Selected text:
In one study, MICA was well tolerated by the mice and was much more effective than AMB or FLUC against an AMB and FLUC-resistant C. tropicalis specimen at a dose of 2-10 mg/kg body weight.[47]

MICA appears to be a promising agent for invasive fungal infections but requires further clinical evaluation. It is in phase III clinical trials.

 Anidulafungin (LY303366; [ANIDU]



It is a new echinocandin with promising broad-spectrum, antifungal activity in vitro and in vivo with a mechanism of action similar to CAS.

Exercise 1:
List every drug abbreviation in the antifungal passage that consists only of capital letters, in order of first appearance.
Exercise 2:
Duplicate the antifungal passage word for word, starting at "In one study, MICA" and ending at "similar to CAS.".

Saved entries:
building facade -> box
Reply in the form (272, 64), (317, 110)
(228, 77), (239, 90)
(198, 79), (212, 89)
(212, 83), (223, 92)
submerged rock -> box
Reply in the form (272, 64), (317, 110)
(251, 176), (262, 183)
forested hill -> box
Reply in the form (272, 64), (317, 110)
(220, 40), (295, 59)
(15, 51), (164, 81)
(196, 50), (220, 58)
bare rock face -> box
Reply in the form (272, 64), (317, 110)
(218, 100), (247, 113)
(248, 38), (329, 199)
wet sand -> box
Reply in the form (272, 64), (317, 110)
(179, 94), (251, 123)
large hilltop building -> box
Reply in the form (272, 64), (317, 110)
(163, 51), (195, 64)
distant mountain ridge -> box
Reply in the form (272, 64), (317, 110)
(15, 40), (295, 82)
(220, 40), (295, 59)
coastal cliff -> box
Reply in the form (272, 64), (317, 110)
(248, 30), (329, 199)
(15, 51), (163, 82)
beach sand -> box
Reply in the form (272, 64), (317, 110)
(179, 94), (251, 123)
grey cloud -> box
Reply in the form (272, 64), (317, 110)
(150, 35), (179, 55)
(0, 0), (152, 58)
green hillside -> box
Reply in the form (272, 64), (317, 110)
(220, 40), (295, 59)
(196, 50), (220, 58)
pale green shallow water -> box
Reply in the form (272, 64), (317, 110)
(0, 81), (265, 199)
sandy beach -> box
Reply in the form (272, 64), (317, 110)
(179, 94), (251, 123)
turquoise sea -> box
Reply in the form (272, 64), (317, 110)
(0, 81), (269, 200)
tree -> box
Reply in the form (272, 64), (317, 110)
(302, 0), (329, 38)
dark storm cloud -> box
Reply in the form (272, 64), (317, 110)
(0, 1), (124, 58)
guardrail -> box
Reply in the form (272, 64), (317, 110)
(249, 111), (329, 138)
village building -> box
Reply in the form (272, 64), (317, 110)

Exercise response 1:
MICA, AMB, FLUC, ANIDU, CAS

Exercise response 2:
In one study, MICA was well tolerated by the mice and was much more effective than AMB or FLUC against an AMB and FLUC-resistant C. tropicalis specimen at a dose of 2-10 mg/kg body weight.[47]

MICA appears to be a promising agent for invasive fungal infections but requires further clinical evaluation. It is in phase III clinical trials.

 Anidulafungin (LY303366; [ANIDU]



It is a new echinocandin with promising broad-spectrum, antifungal activity in vitro and in vivo with a mechanism of action similar to CAS.